● The exercise
Find the line that contains "Can you find the fish?". Repeat that line and all lines following it, exactly, through the end of the listing below.

* Begin Records supplied *

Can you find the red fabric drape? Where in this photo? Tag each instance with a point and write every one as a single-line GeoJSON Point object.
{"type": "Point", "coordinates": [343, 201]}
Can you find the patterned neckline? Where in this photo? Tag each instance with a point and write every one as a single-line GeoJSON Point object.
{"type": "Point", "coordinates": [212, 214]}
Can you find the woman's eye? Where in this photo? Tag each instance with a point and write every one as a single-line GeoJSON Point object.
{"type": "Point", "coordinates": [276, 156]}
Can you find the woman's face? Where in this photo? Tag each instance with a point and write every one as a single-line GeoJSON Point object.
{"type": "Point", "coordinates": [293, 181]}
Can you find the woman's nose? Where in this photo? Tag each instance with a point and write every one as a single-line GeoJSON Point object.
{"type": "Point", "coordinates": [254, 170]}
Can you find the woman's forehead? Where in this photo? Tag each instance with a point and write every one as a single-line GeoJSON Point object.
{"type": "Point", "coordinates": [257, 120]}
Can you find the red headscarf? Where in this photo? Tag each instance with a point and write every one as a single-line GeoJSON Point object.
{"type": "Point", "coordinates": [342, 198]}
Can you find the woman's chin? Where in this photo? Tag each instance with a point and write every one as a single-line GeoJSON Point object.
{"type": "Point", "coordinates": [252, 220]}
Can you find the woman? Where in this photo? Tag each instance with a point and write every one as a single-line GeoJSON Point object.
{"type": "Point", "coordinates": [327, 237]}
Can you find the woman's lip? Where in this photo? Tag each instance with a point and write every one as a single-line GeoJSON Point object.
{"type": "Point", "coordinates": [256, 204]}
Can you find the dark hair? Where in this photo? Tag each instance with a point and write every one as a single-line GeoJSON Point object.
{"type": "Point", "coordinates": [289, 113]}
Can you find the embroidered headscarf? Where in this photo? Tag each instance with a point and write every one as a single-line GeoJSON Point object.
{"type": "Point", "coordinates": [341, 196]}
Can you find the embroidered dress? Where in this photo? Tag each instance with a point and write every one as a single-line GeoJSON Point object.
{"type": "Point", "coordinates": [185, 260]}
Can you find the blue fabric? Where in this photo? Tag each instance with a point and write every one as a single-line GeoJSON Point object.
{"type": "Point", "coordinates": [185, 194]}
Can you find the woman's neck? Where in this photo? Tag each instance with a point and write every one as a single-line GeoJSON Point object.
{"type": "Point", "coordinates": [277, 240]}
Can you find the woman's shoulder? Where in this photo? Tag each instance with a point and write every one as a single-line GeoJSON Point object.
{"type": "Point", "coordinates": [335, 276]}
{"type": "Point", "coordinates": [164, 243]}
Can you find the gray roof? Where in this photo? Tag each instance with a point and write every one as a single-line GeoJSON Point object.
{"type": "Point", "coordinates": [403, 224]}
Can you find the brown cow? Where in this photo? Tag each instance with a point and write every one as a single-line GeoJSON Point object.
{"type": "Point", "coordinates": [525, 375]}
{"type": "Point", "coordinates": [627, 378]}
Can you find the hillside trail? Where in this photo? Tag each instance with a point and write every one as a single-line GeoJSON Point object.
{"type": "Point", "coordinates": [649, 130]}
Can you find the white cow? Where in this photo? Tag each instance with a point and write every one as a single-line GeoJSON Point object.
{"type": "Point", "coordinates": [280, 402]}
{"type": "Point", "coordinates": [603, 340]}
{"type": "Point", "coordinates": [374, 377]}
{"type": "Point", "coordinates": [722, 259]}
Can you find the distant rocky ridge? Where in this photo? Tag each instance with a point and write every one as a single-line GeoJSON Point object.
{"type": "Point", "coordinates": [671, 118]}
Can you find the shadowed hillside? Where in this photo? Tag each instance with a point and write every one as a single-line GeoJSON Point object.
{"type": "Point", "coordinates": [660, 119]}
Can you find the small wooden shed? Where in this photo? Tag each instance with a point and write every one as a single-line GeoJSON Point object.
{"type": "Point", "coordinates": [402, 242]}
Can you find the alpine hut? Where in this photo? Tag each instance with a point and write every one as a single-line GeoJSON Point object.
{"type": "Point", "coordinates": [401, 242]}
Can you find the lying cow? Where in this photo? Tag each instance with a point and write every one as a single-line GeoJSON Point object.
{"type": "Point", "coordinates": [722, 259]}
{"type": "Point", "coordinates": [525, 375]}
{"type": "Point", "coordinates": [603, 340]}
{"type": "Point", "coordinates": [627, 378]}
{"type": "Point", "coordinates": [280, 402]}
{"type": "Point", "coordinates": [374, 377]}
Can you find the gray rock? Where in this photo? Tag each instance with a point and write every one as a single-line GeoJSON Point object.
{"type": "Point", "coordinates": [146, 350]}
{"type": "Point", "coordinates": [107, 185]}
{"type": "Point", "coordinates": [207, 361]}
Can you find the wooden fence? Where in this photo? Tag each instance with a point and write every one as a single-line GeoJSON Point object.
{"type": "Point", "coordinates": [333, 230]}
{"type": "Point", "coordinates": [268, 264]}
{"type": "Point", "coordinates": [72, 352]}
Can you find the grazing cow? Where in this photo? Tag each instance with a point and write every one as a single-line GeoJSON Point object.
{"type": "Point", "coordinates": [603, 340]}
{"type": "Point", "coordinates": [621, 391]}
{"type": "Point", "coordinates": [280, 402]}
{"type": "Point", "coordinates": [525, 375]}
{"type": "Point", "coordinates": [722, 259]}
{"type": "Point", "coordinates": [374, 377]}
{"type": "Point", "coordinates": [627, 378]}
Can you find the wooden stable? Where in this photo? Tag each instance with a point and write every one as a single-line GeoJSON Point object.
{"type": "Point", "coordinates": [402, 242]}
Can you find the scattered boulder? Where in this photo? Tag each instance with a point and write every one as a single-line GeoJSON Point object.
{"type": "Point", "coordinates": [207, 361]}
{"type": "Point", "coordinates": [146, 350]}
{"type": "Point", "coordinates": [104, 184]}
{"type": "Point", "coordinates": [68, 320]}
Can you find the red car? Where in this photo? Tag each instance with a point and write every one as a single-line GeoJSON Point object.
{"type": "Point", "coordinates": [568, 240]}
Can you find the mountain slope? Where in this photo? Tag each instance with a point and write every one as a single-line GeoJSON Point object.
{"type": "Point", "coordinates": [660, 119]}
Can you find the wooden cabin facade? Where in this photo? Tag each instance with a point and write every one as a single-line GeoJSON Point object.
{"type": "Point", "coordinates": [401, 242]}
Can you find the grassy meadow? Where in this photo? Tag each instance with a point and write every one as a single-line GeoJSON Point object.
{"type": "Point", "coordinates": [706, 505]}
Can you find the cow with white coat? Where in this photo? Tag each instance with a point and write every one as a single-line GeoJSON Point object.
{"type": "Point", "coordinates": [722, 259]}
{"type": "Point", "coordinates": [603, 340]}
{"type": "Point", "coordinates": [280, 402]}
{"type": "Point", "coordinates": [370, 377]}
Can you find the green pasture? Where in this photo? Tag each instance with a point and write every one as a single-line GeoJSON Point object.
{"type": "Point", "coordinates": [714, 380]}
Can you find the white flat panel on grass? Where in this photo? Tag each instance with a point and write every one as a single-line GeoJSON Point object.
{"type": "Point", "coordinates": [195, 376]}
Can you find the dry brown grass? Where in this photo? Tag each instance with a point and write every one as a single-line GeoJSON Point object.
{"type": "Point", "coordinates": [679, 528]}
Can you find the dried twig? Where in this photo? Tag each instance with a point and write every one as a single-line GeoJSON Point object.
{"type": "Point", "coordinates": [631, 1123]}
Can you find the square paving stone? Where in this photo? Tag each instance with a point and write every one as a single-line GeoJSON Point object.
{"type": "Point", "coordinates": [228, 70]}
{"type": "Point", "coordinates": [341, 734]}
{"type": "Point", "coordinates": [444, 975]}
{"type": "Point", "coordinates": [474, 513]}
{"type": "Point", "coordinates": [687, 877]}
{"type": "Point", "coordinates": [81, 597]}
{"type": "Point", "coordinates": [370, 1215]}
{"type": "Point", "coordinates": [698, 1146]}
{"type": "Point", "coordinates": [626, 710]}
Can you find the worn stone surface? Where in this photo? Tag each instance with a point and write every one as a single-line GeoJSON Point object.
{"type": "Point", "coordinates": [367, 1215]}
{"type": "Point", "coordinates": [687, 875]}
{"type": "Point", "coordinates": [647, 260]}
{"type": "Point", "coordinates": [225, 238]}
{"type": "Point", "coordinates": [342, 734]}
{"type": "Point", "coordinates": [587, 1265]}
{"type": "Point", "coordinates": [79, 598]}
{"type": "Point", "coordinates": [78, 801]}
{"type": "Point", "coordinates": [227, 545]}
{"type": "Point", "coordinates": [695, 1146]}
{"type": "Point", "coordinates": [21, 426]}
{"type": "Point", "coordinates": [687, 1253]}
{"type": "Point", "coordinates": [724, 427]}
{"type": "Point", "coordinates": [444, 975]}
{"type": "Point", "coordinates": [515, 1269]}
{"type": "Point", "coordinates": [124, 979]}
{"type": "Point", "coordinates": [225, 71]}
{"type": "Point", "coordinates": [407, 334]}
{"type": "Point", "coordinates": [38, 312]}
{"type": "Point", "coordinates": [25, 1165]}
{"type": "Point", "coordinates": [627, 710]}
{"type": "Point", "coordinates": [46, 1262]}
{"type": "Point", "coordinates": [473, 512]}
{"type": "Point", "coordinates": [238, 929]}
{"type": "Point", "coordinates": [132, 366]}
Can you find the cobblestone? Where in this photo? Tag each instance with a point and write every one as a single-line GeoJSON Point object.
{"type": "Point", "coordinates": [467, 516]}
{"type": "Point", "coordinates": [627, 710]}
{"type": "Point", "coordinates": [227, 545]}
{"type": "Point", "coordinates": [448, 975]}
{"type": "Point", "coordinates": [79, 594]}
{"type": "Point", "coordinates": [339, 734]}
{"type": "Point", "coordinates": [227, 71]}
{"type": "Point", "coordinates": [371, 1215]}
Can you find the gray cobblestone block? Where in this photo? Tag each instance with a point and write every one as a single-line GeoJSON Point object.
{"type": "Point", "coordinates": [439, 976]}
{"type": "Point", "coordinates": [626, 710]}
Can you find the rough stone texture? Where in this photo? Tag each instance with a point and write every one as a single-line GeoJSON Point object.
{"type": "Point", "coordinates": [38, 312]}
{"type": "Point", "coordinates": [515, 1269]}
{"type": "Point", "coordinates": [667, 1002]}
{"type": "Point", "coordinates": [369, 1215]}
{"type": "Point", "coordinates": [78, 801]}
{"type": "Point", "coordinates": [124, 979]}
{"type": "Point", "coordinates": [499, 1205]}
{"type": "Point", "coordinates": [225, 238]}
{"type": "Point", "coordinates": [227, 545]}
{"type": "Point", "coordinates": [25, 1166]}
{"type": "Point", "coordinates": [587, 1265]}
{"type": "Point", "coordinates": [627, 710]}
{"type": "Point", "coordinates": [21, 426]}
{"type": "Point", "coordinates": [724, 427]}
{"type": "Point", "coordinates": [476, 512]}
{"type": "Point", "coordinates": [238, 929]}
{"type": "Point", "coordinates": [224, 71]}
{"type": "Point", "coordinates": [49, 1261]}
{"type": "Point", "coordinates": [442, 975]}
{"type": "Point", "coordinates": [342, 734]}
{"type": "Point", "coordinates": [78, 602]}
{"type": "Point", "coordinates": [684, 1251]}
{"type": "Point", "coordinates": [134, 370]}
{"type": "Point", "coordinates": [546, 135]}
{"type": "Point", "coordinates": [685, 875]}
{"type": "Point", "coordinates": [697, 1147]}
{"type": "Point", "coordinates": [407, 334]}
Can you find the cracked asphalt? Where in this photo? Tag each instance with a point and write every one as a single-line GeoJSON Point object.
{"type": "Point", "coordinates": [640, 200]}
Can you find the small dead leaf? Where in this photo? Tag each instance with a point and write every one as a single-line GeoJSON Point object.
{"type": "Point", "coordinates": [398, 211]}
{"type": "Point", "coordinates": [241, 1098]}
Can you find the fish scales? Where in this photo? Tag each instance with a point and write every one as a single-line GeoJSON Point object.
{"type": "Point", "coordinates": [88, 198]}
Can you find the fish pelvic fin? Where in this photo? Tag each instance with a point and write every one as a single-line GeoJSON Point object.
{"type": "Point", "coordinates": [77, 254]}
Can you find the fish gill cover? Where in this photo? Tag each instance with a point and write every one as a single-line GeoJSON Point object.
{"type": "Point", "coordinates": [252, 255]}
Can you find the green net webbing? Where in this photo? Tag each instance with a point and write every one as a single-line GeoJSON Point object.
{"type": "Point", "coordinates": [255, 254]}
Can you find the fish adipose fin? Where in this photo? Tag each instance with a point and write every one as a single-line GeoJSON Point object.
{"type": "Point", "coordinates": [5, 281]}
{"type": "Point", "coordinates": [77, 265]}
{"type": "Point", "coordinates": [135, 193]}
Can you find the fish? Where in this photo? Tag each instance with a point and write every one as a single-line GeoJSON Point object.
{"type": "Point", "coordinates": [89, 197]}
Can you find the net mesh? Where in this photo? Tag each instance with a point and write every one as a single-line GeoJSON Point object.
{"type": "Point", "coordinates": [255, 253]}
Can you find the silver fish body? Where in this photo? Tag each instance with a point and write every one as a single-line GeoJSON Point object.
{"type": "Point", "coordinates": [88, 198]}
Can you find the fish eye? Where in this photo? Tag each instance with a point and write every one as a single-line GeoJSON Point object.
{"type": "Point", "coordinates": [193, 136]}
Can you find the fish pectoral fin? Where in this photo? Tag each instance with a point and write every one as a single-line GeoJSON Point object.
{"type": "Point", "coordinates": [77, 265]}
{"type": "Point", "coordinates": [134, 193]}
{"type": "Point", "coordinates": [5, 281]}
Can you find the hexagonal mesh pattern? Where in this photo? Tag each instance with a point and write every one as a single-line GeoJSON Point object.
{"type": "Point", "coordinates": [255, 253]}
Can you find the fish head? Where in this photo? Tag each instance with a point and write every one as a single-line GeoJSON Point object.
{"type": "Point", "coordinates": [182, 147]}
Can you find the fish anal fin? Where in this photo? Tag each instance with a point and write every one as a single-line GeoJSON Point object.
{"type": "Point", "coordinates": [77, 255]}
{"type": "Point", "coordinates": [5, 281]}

* End Records supplied *

● Solution for this exercise
Can you find the fish? Where in this photo? Tag each instance with a point and write every one as a single-line GeoJSON Point object.
{"type": "Point", "coordinates": [89, 197]}
Can you find the net mesh? Where in this photo? Tag each instance with a point and write every one as a single-line GeoJSON Point object.
{"type": "Point", "coordinates": [255, 253]}
Can you find the silver fish body? Where in this photo? Tag each instance with a point and write every one as a single-line GeoJSON Point object.
{"type": "Point", "coordinates": [88, 198]}
Can you find the fish eye? Where in this photo? Tag each instance with a point and write every one as a single-line GeoJSON Point object.
{"type": "Point", "coordinates": [193, 136]}
Can you find the fish pectoral fin? Where in this photo? Tag each instance with a point and write every one as a single-line GeoJSON Point object.
{"type": "Point", "coordinates": [77, 265]}
{"type": "Point", "coordinates": [134, 193]}
{"type": "Point", "coordinates": [5, 281]}
Can you find the hexagonal mesh pattern? Where in this photo? Tag each instance with a point and write every one as a single-line GeoJSON Point object.
{"type": "Point", "coordinates": [255, 253]}
Can you find the fish head? Where in this photo? Tag each instance with a point and write every one as a single-line GeoJSON Point object.
{"type": "Point", "coordinates": [182, 147]}
Can you find the fish anal fin? Where in this photo? Tag each instance with a point and write every one as a single-line GeoJSON Point object.
{"type": "Point", "coordinates": [77, 255]}
{"type": "Point", "coordinates": [5, 281]}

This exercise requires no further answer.